= Beginning of Section =

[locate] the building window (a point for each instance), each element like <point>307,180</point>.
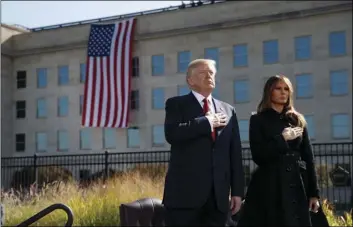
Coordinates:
<point>212,53</point>
<point>270,52</point>
<point>184,58</point>
<point>340,126</point>
<point>20,142</point>
<point>81,104</point>
<point>41,141</point>
<point>135,67</point>
<point>63,140</point>
<point>241,91</point>
<point>135,104</point>
<point>339,82</point>
<point>337,43</point>
<point>63,75</point>
<point>20,109</point>
<point>302,47</point>
<point>133,137</point>
<point>304,85</point>
<point>41,108</point>
<point>63,106</point>
<point>183,90</point>
<point>215,92</point>
<point>157,65</point>
<point>158,98</point>
<point>310,125</point>
<point>82,73</point>
<point>85,139</point>
<point>158,135</point>
<point>21,79</point>
<point>42,78</point>
<point>244,130</point>
<point>109,138</point>
<point>240,53</point>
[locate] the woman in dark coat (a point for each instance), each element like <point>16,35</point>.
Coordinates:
<point>283,190</point>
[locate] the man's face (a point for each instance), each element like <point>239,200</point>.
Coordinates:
<point>203,78</point>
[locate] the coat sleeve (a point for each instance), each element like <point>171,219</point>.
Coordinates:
<point>264,149</point>
<point>236,160</point>
<point>307,155</point>
<point>178,131</point>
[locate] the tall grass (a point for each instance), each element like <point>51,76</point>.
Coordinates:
<point>98,205</point>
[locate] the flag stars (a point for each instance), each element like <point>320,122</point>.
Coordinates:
<point>100,39</point>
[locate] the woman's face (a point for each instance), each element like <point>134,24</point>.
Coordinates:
<point>280,93</point>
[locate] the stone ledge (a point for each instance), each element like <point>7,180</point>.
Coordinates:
<point>222,25</point>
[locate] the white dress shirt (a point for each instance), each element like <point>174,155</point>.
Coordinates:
<point>200,99</point>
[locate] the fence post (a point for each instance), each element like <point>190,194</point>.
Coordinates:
<point>35,172</point>
<point>2,213</point>
<point>106,164</point>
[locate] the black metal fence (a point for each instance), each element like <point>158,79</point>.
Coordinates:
<point>333,162</point>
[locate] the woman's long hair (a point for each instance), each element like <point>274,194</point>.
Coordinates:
<point>295,117</point>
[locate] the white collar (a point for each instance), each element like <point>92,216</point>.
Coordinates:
<point>200,97</point>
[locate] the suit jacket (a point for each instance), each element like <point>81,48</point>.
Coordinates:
<point>197,163</point>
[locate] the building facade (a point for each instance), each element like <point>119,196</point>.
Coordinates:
<point>42,73</point>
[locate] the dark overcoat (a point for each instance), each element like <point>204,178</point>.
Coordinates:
<point>285,179</point>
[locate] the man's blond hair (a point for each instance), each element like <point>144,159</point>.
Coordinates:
<point>195,63</point>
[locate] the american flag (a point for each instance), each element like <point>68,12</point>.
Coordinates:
<point>108,75</point>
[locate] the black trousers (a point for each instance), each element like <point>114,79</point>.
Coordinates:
<point>207,215</point>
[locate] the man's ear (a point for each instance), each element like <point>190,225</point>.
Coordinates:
<point>189,81</point>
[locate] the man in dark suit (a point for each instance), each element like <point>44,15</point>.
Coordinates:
<point>206,163</point>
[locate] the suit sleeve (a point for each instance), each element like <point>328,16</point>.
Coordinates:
<point>307,155</point>
<point>237,170</point>
<point>264,149</point>
<point>178,130</point>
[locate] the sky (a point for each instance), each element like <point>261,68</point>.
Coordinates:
<point>33,14</point>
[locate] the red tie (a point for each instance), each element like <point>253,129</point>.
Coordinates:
<point>205,110</point>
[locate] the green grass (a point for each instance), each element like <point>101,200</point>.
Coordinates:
<point>98,205</point>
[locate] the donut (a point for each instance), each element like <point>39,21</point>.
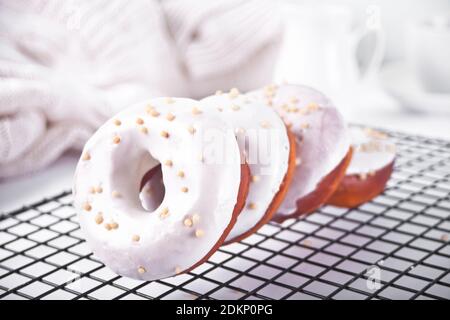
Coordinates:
<point>322,145</point>
<point>369,170</point>
<point>205,185</point>
<point>268,148</point>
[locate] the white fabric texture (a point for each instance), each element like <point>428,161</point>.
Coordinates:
<point>67,66</point>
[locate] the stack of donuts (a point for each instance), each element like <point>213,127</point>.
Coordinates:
<point>164,183</point>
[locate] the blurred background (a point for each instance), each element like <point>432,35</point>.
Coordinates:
<point>66,67</point>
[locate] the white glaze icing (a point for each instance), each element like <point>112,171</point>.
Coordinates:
<point>321,134</point>
<point>166,245</point>
<point>264,143</point>
<point>372,151</point>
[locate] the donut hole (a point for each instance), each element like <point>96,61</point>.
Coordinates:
<point>152,189</point>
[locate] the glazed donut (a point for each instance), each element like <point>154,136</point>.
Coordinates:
<point>369,170</point>
<point>268,148</point>
<point>323,145</point>
<point>196,212</point>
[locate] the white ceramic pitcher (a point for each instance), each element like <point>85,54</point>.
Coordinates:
<point>324,48</point>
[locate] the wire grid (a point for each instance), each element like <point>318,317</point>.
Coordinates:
<point>395,247</point>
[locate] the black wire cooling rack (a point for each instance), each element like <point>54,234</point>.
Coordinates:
<point>395,247</point>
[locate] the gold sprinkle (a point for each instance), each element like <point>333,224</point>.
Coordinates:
<point>362,176</point>
<point>303,111</point>
<point>196,111</point>
<point>142,270</point>
<point>188,222</point>
<point>115,194</point>
<point>168,163</point>
<point>170,116</point>
<point>169,100</point>
<point>293,100</point>
<point>86,157</point>
<point>191,129</point>
<point>195,218</point>
<point>199,233</point>
<point>234,93</point>
<point>265,124</point>
<point>164,212</point>
<point>99,218</point>
<point>144,130</point>
<point>304,125</point>
<point>252,205</point>
<point>312,106</point>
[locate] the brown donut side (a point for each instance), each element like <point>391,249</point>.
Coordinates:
<point>324,190</point>
<point>240,203</point>
<point>354,191</point>
<point>279,196</point>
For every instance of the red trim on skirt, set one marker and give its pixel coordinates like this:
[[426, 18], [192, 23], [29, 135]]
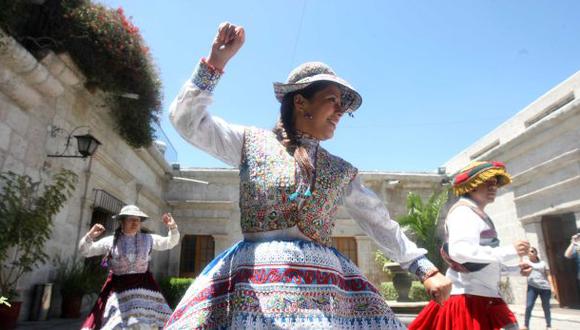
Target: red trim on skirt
[[117, 283], [466, 312]]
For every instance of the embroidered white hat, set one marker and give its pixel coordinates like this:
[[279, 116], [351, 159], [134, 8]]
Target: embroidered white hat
[[131, 210], [310, 72]]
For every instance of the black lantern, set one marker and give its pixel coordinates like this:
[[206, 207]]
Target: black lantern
[[86, 143]]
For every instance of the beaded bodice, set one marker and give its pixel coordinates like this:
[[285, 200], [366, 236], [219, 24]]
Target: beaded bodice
[[274, 195]]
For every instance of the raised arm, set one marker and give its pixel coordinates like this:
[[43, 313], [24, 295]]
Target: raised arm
[[89, 248], [188, 111], [569, 253]]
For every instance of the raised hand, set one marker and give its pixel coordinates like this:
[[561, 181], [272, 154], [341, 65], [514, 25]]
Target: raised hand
[[522, 247], [525, 269], [226, 44], [96, 230]]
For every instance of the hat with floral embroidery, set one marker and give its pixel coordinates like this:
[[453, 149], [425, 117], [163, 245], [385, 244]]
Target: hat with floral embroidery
[[477, 173], [131, 211], [310, 72]]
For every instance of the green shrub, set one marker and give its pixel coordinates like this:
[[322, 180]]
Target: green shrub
[[416, 293], [173, 289], [388, 291], [77, 278]]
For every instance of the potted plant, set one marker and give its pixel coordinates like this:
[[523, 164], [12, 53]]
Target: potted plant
[[77, 279], [26, 212], [422, 222]]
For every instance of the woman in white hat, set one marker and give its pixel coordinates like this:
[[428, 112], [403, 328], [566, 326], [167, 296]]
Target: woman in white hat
[[285, 274], [130, 297]]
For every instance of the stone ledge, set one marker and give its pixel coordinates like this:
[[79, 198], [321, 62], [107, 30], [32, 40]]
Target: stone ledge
[[25, 65], [554, 163]]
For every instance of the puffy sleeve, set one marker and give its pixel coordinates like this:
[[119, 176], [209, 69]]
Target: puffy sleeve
[[188, 113], [165, 243], [90, 248], [372, 215], [464, 227]]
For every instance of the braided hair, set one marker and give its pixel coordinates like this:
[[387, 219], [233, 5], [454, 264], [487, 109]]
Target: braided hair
[[285, 129]]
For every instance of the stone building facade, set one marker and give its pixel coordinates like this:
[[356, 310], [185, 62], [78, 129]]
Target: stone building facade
[[541, 148], [41, 102]]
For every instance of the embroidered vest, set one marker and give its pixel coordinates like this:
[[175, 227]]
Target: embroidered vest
[[268, 180], [486, 238]]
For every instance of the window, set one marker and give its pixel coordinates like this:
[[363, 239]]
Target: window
[[196, 252], [346, 246]]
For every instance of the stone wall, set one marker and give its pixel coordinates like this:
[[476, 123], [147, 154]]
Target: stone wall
[[41, 100], [541, 148]]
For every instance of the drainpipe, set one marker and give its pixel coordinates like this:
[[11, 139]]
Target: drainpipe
[[82, 203]]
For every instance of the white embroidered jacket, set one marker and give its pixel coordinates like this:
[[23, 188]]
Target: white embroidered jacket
[[223, 140]]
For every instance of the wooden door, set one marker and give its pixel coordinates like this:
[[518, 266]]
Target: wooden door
[[557, 230], [346, 246], [196, 252]]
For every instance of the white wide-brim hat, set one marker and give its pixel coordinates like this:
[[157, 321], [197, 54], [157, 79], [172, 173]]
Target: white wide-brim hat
[[131, 210], [311, 72]]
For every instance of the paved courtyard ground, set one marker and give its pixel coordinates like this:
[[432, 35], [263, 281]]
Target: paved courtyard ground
[[562, 319]]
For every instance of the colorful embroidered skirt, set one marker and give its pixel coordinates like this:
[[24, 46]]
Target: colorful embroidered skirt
[[132, 300], [282, 285], [466, 312]]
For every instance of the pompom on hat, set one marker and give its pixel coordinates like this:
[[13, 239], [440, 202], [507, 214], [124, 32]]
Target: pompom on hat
[[131, 211], [310, 72], [477, 173]]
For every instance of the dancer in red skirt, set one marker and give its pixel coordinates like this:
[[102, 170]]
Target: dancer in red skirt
[[130, 297], [475, 258]]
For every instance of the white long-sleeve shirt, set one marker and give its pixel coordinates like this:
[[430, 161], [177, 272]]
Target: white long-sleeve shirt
[[464, 227], [132, 253], [189, 115]]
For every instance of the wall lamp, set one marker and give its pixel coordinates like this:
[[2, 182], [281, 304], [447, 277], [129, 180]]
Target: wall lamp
[[86, 143]]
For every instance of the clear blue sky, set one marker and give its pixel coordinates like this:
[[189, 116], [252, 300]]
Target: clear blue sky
[[435, 76]]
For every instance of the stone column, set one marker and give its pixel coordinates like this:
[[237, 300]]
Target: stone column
[[365, 254], [221, 243]]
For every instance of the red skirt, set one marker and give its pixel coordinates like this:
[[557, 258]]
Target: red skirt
[[466, 312], [126, 300]]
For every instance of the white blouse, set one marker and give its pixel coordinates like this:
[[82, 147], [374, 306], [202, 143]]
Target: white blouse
[[132, 252], [188, 113]]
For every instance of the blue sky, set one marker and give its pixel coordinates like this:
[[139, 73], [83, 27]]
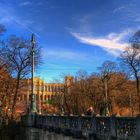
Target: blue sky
[[73, 34]]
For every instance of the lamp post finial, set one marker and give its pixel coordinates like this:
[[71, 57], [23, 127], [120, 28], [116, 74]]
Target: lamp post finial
[[33, 39]]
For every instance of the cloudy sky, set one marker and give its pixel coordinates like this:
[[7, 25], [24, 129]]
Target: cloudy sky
[[73, 34]]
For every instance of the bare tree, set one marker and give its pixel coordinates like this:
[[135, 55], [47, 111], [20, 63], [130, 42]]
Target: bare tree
[[106, 71], [130, 58]]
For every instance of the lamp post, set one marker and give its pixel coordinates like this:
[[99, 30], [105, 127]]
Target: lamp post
[[33, 97], [106, 96]]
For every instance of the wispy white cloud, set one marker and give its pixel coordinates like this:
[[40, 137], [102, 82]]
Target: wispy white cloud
[[112, 43], [64, 54], [25, 3], [118, 9], [8, 16]]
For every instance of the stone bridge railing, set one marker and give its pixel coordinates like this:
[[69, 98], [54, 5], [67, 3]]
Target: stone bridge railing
[[87, 126]]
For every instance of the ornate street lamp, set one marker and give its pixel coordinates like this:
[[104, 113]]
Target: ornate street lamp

= End of Section =

# WHAT YOU WILL DO:
Each line from the one with "[[139, 73], [83, 27]]" to the last line of the listing should be returned exactly, both ends included, and no picture with them.

# ANSWER TO THIS PROBLEM:
[[139, 73], [83, 27]]
Target: blue sky
[[73, 34]]
For every instance of the lamp post finial, set one marker and give its pixel coordinates like this:
[[71, 57], [23, 127], [120, 28], [116, 74]]
Target: lamp post finial
[[33, 39]]
For every instance of the cloudy sky, set one marker and give its pixel coordinates like this:
[[7, 25], [24, 129]]
Target: cloudy sky
[[73, 34]]
For every instance of the bare tree, set one marker and give its pixel coordinates like this:
[[135, 55], [47, 111], [20, 63], [130, 42]]
Target: bare tree
[[106, 71], [130, 58]]
For every instance of the lamp post, set one marker and give its pixel coordinates like this:
[[99, 30], [105, 127]]
Target: lamp post
[[33, 97], [106, 96]]
For every instance of the wispy white cloud, set one marker and give its pixel coordinates like this:
[[40, 137], [102, 82]]
Target: wispy white cloud
[[112, 43], [64, 54], [25, 3], [118, 9], [8, 16]]
For every instance of the stone bridge railing, set one marker and give its pixel coordinates like this:
[[69, 98], [54, 5], [67, 3]]
Target: stone bridge railing
[[87, 126]]
For every instance of the ornate street lamp, set one marker and give its pixel coordinates like this:
[[104, 113]]
Target: ornate street lamp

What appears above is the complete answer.